• EXERCISE OBJECTIVE:
Copy every line from the records below that holds the word "rough".

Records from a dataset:
* * * * * * *

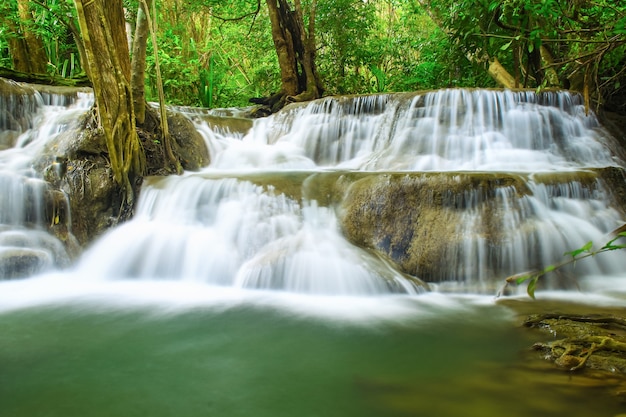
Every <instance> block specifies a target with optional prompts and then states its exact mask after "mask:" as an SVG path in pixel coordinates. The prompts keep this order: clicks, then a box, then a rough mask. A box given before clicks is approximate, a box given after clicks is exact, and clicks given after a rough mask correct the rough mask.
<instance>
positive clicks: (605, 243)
mask: <svg viewBox="0 0 626 417" xmlns="http://www.w3.org/2000/svg"><path fill="white" fill-rule="evenodd" d="M621 229H623V227H622V228H620V229H618V230H621ZM625 237H626V232H624V231H621V232H619V233H617V234H616V235H615V237H613V238H612V239H611V240H609V241H608V242H607V243H605V244H604V246H602V247H601V248H599V249H596V250H594V249H593V242H591V241H589V242H587V243H585V244H584V245H583V246H581V247H580V248H578V249H575V250H573V251H571V252H565V253H564V254H563V256H565V257H567V258H566V259H565V260H564V261H562V262H559V263H557V264H554V265H548V266H546V267H545V268H543V269H541V270H537V271H529V272H523V273H521V274H516V275H512V276H510V277H508V278H506V280H505V284H504V287H503V288H502V289H501V290H500V291H499V292H498V295H500V294H501V293H502V292H503V290H504V288H505V287H506V286H507V285H509V284H515V285H521V284H523V283H527V287H526V292H527V293H528V295H529V296H530V297H531V298H535V289H536V288H537V282H538V281H539V279H540V278H542V277H543V276H545V275H547V274H549V273H550V272H553V271H556V270H557V269H559V268H563V267H564V266H566V265H570V264H575V263H576V262H578V261H580V260H582V259H585V258H589V257H592V256H596V255H598V254H600V253H604V252H612V251H615V250H619V249H626V244H619V243H617V242H618V241H619V240H620V239H621V238H625Z"/></svg>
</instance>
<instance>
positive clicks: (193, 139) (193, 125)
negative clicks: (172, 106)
mask: <svg viewBox="0 0 626 417" xmlns="http://www.w3.org/2000/svg"><path fill="white" fill-rule="evenodd" d="M167 122H168V126H169V130H170V134H171V135H172V138H174V143H173V151H174V154H175V155H176V156H177V158H178V159H179V161H180V164H181V166H182V167H183V169H185V170H188V171H197V170H199V169H200V168H202V167H205V166H207V165H208V164H209V162H210V161H211V159H210V156H209V150H208V148H207V146H206V143H205V142H204V138H203V137H202V135H200V133H198V131H197V130H196V127H195V126H194V125H193V123H192V122H191V121H190V120H189V119H187V118H186V117H185V116H183V115H181V114H177V113H172V114H170V115H169V116H168V117H167Z"/></svg>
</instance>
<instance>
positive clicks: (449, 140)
mask: <svg viewBox="0 0 626 417" xmlns="http://www.w3.org/2000/svg"><path fill="white" fill-rule="evenodd" d="M185 113H186V114H187V115H188V116H189V117H190V118H192V119H193V120H194V121H195V122H196V123H197V127H198V130H199V132H201V133H202V134H203V135H204V136H205V139H206V141H207V146H208V148H209V149H210V150H211V161H212V162H211V165H210V166H208V167H206V168H205V169H203V170H202V171H201V172H193V173H192V172H187V173H185V175H183V176H179V177H171V178H150V179H148V180H147V181H145V183H144V187H143V189H142V192H141V195H140V199H139V203H138V207H137V214H136V217H135V218H134V219H133V220H132V221H130V222H128V223H126V224H124V225H121V226H118V227H116V228H115V229H113V230H111V231H110V232H109V233H108V234H106V235H105V236H103V237H102V238H101V239H99V240H98V242H96V244H95V245H93V247H92V248H90V249H89V250H88V251H87V252H86V253H85V255H84V257H83V258H82V260H81V262H80V263H79V264H78V270H79V274H80V275H88V276H92V277H94V279H146V280H154V279H167V280H181V281H194V282H203V283H208V284H212V285H222V286H232V287H238V288H255V289H264V290H283V291H292V292H303V293H315V294H320V293H321V294H342V295H376V294H396V293H409V294H415V293H419V292H421V291H422V290H423V288H425V287H426V285H424V284H423V283H422V282H421V281H420V280H419V278H421V279H423V280H425V281H427V282H432V283H438V287H439V288H451V287H452V285H449V286H448V287H446V285H447V283H448V284H449V283H455V289H459V288H460V290H462V291H468V290H469V291H478V292H491V291H493V290H494V288H495V287H497V286H499V285H500V284H501V283H502V280H503V279H504V278H505V277H506V276H507V275H510V274H513V273H517V272H521V271H524V270H527V269H532V268H537V267H542V266H545V265H547V264H551V263H555V262H558V261H560V260H561V259H562V255H563V253H564V252H566V251H568V250H572V249H575V248H577V247H579V246H581V245H583V244H585V243H586V242H587V241H589V240H592V241H594V242H598V243H599V244H602V243H604V242H603V239H605V238H606V234H607V233H608V232H610V231H611V230H612V229H614V228H615V227H617V226H619V225H620V223H621V222H623V221H624V218H625V216H624V207H623V200H620V197H619V194H620V192H621V195H625V194H626V190H624V189H621V190H616V189H614V188H615V187H616V186H617V187H623V186H624V183H625V181H621V180H620V178H623V177H624V166H625V164H624V161H623V159H622V157H621V154H620V151H619V146H617V144H616V143H615V139H614V138H612V137H611V136H610V135H609V134H608V133H607V132H606V131H605V130H604V129H603V128H602V126H600V125H599V124H598V121H597V119H596V118H595V116H594V115H593V113H589V114H587V113H586V112H585V108H584V105H583V103H582V100H581V99H580V97H579V96H577V95H573V94H570V93H567V92H545V93H540V94H537V93H535V92H530V91H516V92H512V91H491V90H442V91H435V92H428V93H423V94H422V93H401V94H378V95H370V96H354V97H329V98H325V99H321V100H317V101H314V102H311V103H306V104H302V103H301V104H293V105H290V106H288V107H286V108H285V109H283V110H282V111H281V112H279V113H278V114H276V115H273V116H271V117H267V118H263V119H258V120H255V121H254V123H250V122H249V121H245V122H244V120H243V119H241V118H240V117H237V116H235V118H234V119H236V120H233V119H232V118H230V117H224V116H222V115H219V114H218V113H215V112H212V113H211V114H209V115H208V116H203V115H202V112H201V111H200V110H198V111H191V110H189V109H186V112H185ZM221 119H223V120H221ZM30 135H31V137H32V136H33V134H32V133H31V134H30ZM33 142H37V140H35V141H33ZM608 184H611V186H609V185H608ZM103 254H104V255H103ZM624 266H625V265H624V261H623V260H622V259H621V258H619V257H616V256H608V257H606V258H602V259H600V258H598V259H590V260H585V262H584V265H582V263H581V265H577V266H576V269H575V270H571V271H568V272H567V274H568V275H573V276H576V275H587V274H611V273H616V272H621V271H623V269H624ZM418 277H419V278H418ZM567 279H569V278H567ZM567 279H566V280H567ZM555 282H556V280H555ZM555 285H561V284H558V283H555ZM565 285H567V284H565Z"/></svg>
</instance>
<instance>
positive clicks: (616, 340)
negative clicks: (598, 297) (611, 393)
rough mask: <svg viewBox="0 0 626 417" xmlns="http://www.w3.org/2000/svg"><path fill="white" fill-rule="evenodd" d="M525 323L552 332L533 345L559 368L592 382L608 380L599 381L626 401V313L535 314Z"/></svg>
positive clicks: (589, 383)
mask: <svg viewBox="0 0 626 417" xmlns="http://www.w3.org/2000/svg"><path fill="white" fill-rule="evenodd" d="M524 326H526V327H529V328H534V329H538V330H539V331H541V332H542V333H546V334H548V335H550V336H551V340H548V341H542V342H537V343H535V344H534V345H533V350H534V351H536V352H538V353H539V356H540V357H541V358H543V359H544V360H547V361H549V362H552V363H553V364H554V365H555V366H556V368H557V369H561V370H563V371H566V372H577V373H582V375H583V377H584V378H585V379H588V380H589V384H591V383H592V382H595V383H598V381H605V383H604V384H602V383H600V384H599V385H600V386H602V385H604V386H607V387H611V388H612V389H613V390H614V395H616V396H618V397H619V398H620V399H621V400H622V401H626V317H623V316H619V315H613V314H588V315H579V314H535V315H531V316H529V317H528V318H527V319H526V320H525V321H524ZM585 379H583V381H584V380H585ZM590 386H592V385H590Z"/></svg>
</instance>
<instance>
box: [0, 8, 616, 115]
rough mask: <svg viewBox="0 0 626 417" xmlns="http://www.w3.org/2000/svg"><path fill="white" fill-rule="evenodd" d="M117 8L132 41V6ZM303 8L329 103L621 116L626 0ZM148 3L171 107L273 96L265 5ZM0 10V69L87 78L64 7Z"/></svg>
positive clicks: (150, 90)
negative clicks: (576, 94) (525, 101)
mask: <svg viewBox="0 0 626 417" xmlns="http://www.w3.org/2000/svg"><path fill="white" fill-rule="evenodd" d="M125 4H126V7H127V11H128V13H127V20H128V28H129V29H128V32H129V33H132V29H131V28H133V27H134V25H135V22H134V19H135V16H136V13H135V11H136V10H137V7H138V4H137V2H136V1H134V0H128V1H125ZM302 5H303V7H304V8H305V9H306V10H307V11H308V13H305V18H310V17H311V16H314V19H315V39H316V48H317V53H316V57H315V59H316V65H317V69H318V71H319V73H320V75H321V78H322V80H323V83H324V87H325V94H326V95H329V94H357V93H377V92H393V91H411V90H425V89H435V88H445V87H501V86H504V87H510V88H515V87H520V88H521V87H527V88H551V87H557V88H569V89H573V90H576V91H580V92H581V93H582V94H584V95H585V97H586V98H588V102H589V103H591V104H593V105H596V106H597V105H603V106H604V107H606V108H607V109H609V110H612V111H616V112H620V113H626V104H625V102H626V57H625V56H626V53H625V52H626V4H624V3H623V2H615V1H609V0H599V1H584V0H568V1H562V0H548V1H534V0H503V1H491V0H479V1H468V0H464V1H448V0H436V1H428V2H426V1H422V0H317V1H315V0H312V1H311V0H307V1H303V2H302ZM156 6H157V14H158V16H157V21H158V27H157V35H158V48H159V50H158V56H159V61H160V67H161V72H162V74H163V80H164V89H165V96H166V98H167V101H168V102H169V103H170V104H179V105H189V106H204V107H230V106H245V105H248V100H249V99H250V98H251V97H261V96H267V95H269V94H272V93H273V92H276V91H278V90H279V89H280V83H281V79H280V69H279V65H278V61H277V57H276V51H275V49H274V44H273V40H272V34H271V25H270V19H269V17H268V11H267V7H265V3H264V2H261V1H257V0H235V1H229V2H220V1H215V0H192V1H183V0H159V1H157V2H156ZM311 10H313V11H314V14H313V13H310V11H311ZM0 13H1V17H0V66H1V67H4V68H12V69H15V70H19V71H22V72H27V73H38V72H39V73H41V72H45V73H47V74H51V75H55V76H57V77H65V78H71V77H76V76H79V75H80V74H81V73H83V68H82V66H81V59H80V51H79V48H78V47H77V42H75V37H76V36H77V34H78V33H77V29H76V28H77V24H76V18H75V15H76V12H75V8H74V3H73V2H72V1H71V0H70V1H68V0H38V1H25V0H8V1H4V2H3V3H2V5H0ZM33 45H36V46H33ZM29 48H30V49H29ZM148 49H149V50H148V54H147V61H148V62H147V64H148V69H147V71H146V74H147V75H146V80H145V81H146V88H147V91H146V93H147V98H148V100H155V101H156V100H157V98H158V97H157V88H156V85H157V80H156V72H155V70H154V65H155V61H154V54H153V51H152V47H151V45H150V44H149V45H148ZM24 50H26V54H25V55H26V56H25V57H24V56H22V57H20V51H22V52H21V53H22V54H24ZM37 50H38V51H39V52H38V53H35V52H36V51H37Z"/></svg>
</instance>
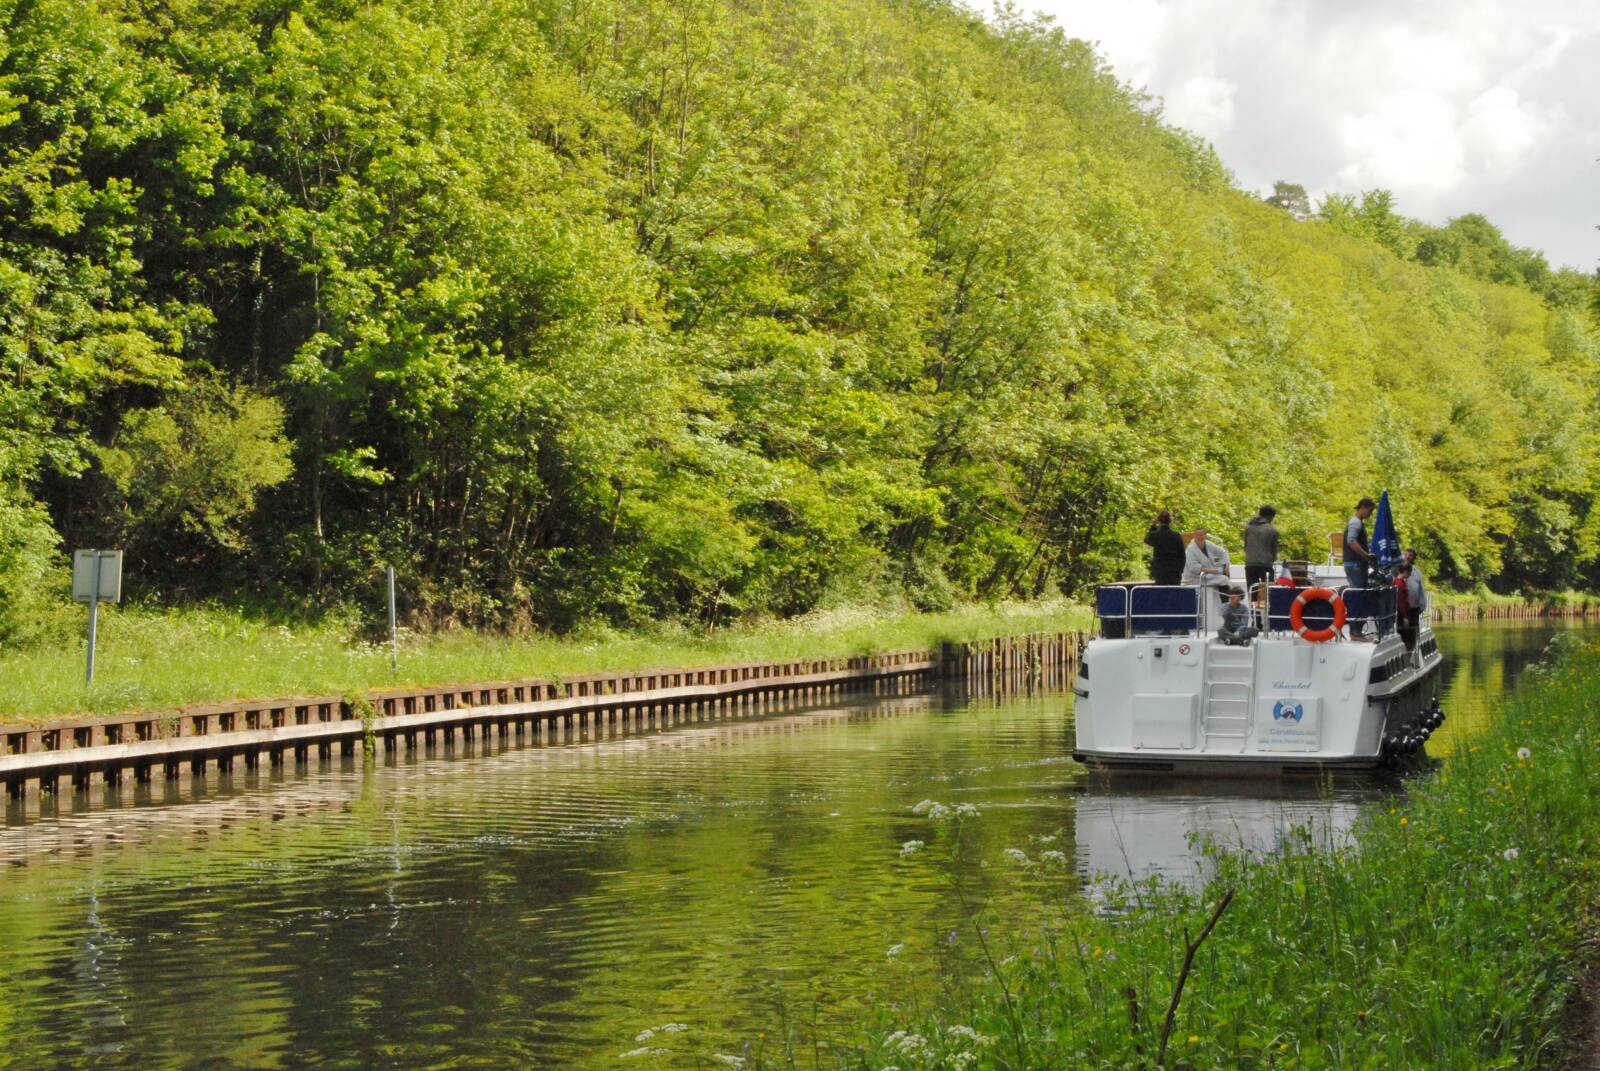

* * * * * * *

• FINISHED TASK:
Every <instance> block specifies a target with optional prompts and then states its exact mask after "mask:" as an SVG path in pixel coordinates. The prompts keep this order: clicks, then a box, then a rough mask. A box given before clicks is approximate, a box given after clicks is exact, and clicks given after a rough mask correct the rough mask.
rough mask: <svg viewBox="0 0 626 417" xmlns="http://www.w3.org/2000/svg"><path fill="white" fill-rule="evenodd" d="M525 323L552 332L533 345L559 368L592 382L608 380L599 381L626 401V313L535 314Z"/></svg>
rough mask: <svg viewBox="0 0 626 417" xmlns="http://www.w3.org/2000/svg"><path fill="white" fill-rule="evenodd" d="M117 8L132 41V6ZM303 8L329 103L621 116L626 0ZM148 3L171 107L273 96L265 5ZM0 10V69L87 78L64 7Z"/></svg>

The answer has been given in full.